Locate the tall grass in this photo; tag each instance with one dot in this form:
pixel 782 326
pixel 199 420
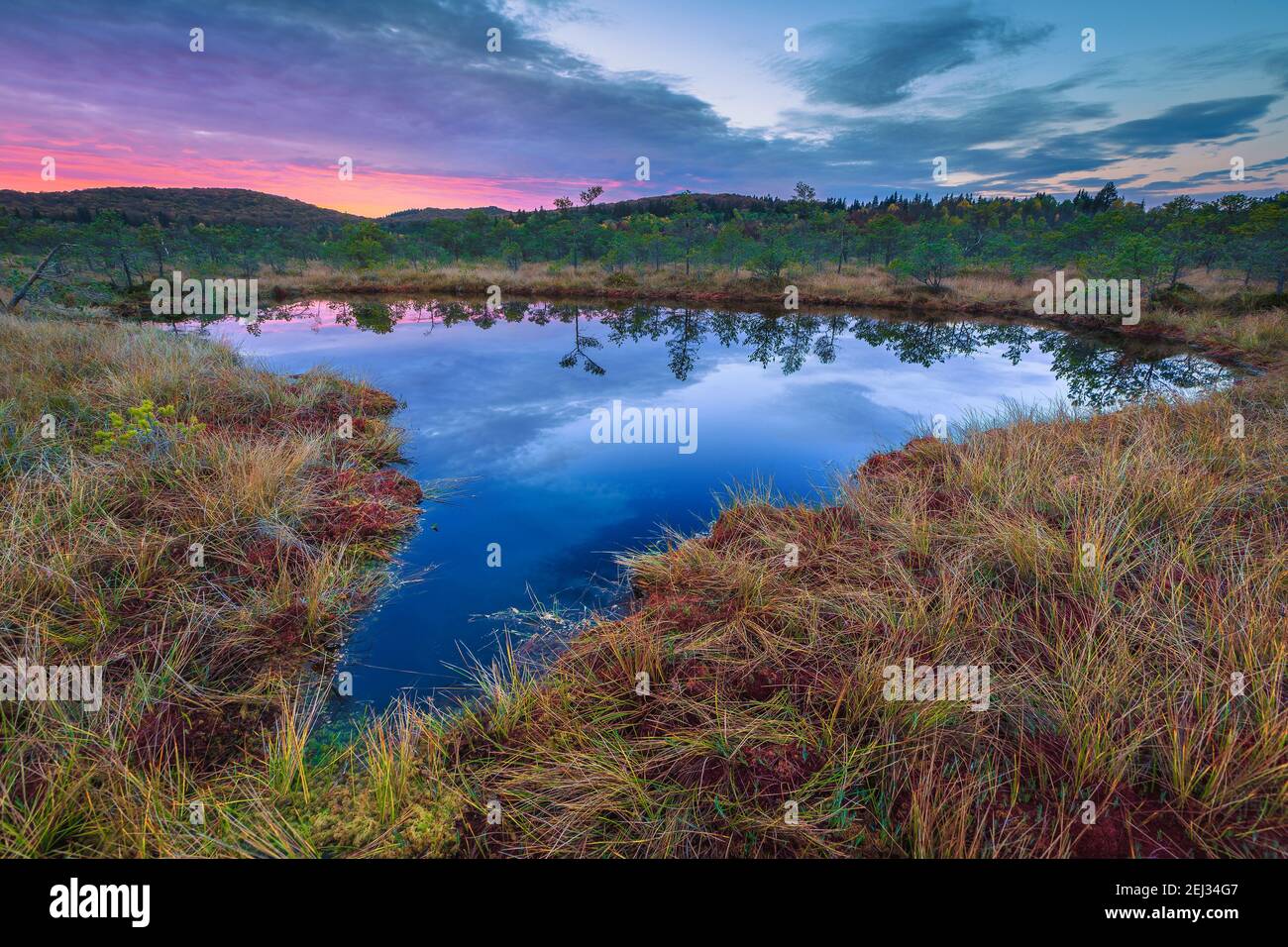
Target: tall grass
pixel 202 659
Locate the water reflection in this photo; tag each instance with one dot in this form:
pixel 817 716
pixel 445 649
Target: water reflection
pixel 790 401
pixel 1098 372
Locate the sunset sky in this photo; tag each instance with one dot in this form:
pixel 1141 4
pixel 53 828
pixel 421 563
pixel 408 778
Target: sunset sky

— Required work —
Reproduce every line of the records above word for word, omitting the pictures.

— Response —
Locate the tall grass in this photo; tag each instance with one dot in this form:
pixel 782 326
pixel 199 420
Target: tall grass
pixel 202 659
Locate the water reflection in this photo; tag each instance with one dot in this form:
pixel 817 716
pixel 445 649
Target: water reflection
pixel 790 401
pixel 1098 372
Locate the sunset sky in this photo; tag each instance with one dot in this form:
pixel 1141 4
pixel 53 828
pixel 421 563
pixel 408 778
Target: sunset sky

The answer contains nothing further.